SOURCE EXTRACT:
# missing on load possibly sold



## pixi (3 July 2011)

hi seen this on face book 
Prince is a 15.2 Strawberry roan Welsh Section D gelding 17years young Freezemarked 3Y0B(on his back) He hangs his tail to the right whilst being riden He can be bad mannered in his stable &......very bargy yet can be the perfect gentlemen
He was on loan as I his owner was pregnant &couldnt ride him &couldnt stand to see him wasted in a field, but couldnt sell him as he's my baby.
I was under the impression he was loaned out to a kind trustworthy man However this is obviously wrong
The man who had him on loan is called CRAIG JOESPH LAYDEN from worksop I have been told he is currently living in spain &have reason to believe he has sold below  is his link 
http://www.facebook.com/home.php?sk=group_211008175609018&ap=1


----------



## MHOL (4 July 2011)

Equine Details - PRINCE ROYALE
Date of Birth	01-Jan-1993
Gender	Gelding
Colour	Roan
Height	157cm
Breed	Not Known
Submitted by	Horse Passport Agency Ltd
(ID Passports do not include Pedigree)
Birth Country	Not supplied by PIO


----------



## stormhorse (4 July 2011)

now on stolen horse register


----------



## Mogg (4 July 2011)

Shape annotation entries
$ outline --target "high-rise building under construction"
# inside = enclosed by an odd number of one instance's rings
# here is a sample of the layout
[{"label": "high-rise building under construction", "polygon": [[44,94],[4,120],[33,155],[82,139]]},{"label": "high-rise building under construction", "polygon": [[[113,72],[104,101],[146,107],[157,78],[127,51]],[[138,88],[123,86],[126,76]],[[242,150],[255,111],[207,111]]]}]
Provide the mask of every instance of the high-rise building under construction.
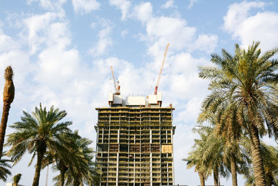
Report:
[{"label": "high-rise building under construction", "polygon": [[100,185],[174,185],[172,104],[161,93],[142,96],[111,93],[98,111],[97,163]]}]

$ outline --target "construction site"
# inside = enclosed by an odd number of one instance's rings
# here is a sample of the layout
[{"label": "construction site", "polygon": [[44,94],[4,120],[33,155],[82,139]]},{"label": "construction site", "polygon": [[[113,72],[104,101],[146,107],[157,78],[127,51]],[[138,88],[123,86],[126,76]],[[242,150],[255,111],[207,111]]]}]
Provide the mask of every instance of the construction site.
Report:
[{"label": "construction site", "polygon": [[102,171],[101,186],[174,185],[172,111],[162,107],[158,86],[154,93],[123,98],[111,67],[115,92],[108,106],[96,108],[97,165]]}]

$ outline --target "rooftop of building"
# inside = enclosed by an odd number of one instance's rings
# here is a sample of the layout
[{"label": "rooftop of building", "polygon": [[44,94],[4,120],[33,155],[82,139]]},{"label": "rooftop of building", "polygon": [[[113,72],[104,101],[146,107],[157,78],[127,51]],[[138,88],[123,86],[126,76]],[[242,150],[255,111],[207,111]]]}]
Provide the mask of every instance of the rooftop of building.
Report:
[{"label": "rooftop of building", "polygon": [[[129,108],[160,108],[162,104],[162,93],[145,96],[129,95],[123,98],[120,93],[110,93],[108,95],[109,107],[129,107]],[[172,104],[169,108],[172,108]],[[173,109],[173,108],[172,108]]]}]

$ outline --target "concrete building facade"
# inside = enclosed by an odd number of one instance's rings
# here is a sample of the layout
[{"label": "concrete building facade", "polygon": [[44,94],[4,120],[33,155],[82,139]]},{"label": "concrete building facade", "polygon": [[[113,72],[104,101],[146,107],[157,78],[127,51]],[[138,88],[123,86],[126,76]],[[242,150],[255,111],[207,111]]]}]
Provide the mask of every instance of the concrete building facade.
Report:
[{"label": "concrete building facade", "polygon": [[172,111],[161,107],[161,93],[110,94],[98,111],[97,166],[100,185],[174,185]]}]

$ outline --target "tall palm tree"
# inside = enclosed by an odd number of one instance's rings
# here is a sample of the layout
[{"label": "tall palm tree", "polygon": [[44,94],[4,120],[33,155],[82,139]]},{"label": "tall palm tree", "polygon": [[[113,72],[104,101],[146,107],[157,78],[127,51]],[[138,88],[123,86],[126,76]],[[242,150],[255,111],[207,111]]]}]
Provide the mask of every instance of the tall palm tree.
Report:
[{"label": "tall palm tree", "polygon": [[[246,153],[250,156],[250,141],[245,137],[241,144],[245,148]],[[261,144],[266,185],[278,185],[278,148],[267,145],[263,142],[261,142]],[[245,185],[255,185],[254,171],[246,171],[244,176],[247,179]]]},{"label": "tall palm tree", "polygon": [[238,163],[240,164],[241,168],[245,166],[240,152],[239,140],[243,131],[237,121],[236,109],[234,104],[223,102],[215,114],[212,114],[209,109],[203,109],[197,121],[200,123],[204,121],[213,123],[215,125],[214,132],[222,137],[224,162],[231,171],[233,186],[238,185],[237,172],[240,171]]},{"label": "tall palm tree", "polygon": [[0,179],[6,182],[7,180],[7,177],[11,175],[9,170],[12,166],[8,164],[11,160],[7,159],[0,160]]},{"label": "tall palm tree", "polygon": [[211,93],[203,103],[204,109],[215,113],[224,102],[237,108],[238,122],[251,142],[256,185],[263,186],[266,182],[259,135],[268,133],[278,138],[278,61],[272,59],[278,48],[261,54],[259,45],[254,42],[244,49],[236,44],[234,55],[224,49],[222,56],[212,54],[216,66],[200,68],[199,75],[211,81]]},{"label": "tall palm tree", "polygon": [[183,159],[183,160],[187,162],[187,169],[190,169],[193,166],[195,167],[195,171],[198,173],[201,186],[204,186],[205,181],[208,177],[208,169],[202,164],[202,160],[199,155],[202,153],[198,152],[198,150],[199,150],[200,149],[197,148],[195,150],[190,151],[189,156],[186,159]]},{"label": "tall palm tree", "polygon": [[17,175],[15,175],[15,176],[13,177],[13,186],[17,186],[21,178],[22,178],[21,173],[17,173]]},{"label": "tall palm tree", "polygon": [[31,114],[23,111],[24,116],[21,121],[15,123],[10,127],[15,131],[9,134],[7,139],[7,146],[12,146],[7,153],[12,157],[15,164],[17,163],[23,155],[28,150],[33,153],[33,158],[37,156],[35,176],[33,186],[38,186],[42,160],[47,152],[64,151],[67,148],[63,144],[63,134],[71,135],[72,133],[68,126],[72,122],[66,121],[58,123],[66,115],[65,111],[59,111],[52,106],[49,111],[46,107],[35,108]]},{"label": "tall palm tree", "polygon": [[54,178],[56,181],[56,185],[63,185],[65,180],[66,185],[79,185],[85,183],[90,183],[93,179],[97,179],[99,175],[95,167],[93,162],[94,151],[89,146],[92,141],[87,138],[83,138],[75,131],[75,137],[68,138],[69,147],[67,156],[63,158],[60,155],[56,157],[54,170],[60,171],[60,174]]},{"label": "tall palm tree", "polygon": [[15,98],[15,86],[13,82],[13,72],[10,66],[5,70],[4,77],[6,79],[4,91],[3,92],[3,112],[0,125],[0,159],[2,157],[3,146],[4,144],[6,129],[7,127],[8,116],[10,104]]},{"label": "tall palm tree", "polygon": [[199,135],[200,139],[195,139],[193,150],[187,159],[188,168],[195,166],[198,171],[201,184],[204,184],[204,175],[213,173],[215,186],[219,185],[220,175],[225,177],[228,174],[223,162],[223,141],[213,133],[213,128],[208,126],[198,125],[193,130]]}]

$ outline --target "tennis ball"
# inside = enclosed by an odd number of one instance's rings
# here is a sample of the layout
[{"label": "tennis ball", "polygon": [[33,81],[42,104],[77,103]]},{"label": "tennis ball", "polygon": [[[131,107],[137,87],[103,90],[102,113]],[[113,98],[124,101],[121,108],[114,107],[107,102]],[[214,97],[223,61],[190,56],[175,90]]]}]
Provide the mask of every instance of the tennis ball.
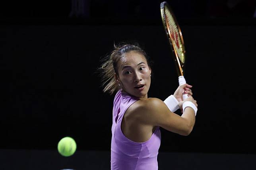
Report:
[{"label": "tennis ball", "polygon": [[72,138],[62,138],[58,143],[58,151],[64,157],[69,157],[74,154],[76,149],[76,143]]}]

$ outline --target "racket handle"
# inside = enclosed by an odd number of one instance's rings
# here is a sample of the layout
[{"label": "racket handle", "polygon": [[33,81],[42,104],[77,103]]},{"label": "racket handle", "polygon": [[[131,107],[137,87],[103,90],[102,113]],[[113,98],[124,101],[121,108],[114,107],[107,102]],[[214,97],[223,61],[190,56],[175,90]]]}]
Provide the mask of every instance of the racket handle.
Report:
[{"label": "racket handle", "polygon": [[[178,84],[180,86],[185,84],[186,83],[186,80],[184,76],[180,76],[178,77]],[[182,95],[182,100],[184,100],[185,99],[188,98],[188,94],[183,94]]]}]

WHAT YOU WILL DO:
Resume the forum thread about the missing horse Prince from the point where it stops. The items are not needed for anything here.

EXERCISE OUTPUT:
from FB page 7 hours ago:

GREAT NEWS GUYS IVE TRACED HIM DOWN JUST NEED TO DO A FEW THINGS IN ORDER TO GET DETAILS OF WHERE HE CURENTLY IS DUE TO DATA PROTECTION THE PASSPORT AGENCY CANT TELL ME WISH ME LUCK WITH THE POLICE &TRADING STANDARDS


 strangely enough the owners father came round to my yard with a flyer on Saturday and i said id scan it in and post on here but typically my scanner seems to be on strike,       Glad she's managed to locate him & hope he comes home safely


----------



## amc (5 July 2011)

Good Luck ! XX


----------



## Tinseltoes (5 July 2011)

Good luck,hope she can get the horse back.


----------



## fatpiggy (5 July 2011)

Coincidence probably, but there is a post on here regarding a Welsh D for sale, "would you buy it because it carries its tail to the right?"


----------



## ew1801 (5 July 2011)

really?? that is strange where is the thread??


----------



## fatpiggy (5 July 2011)

On the vet board - half way down page 1, posted by woodnymph.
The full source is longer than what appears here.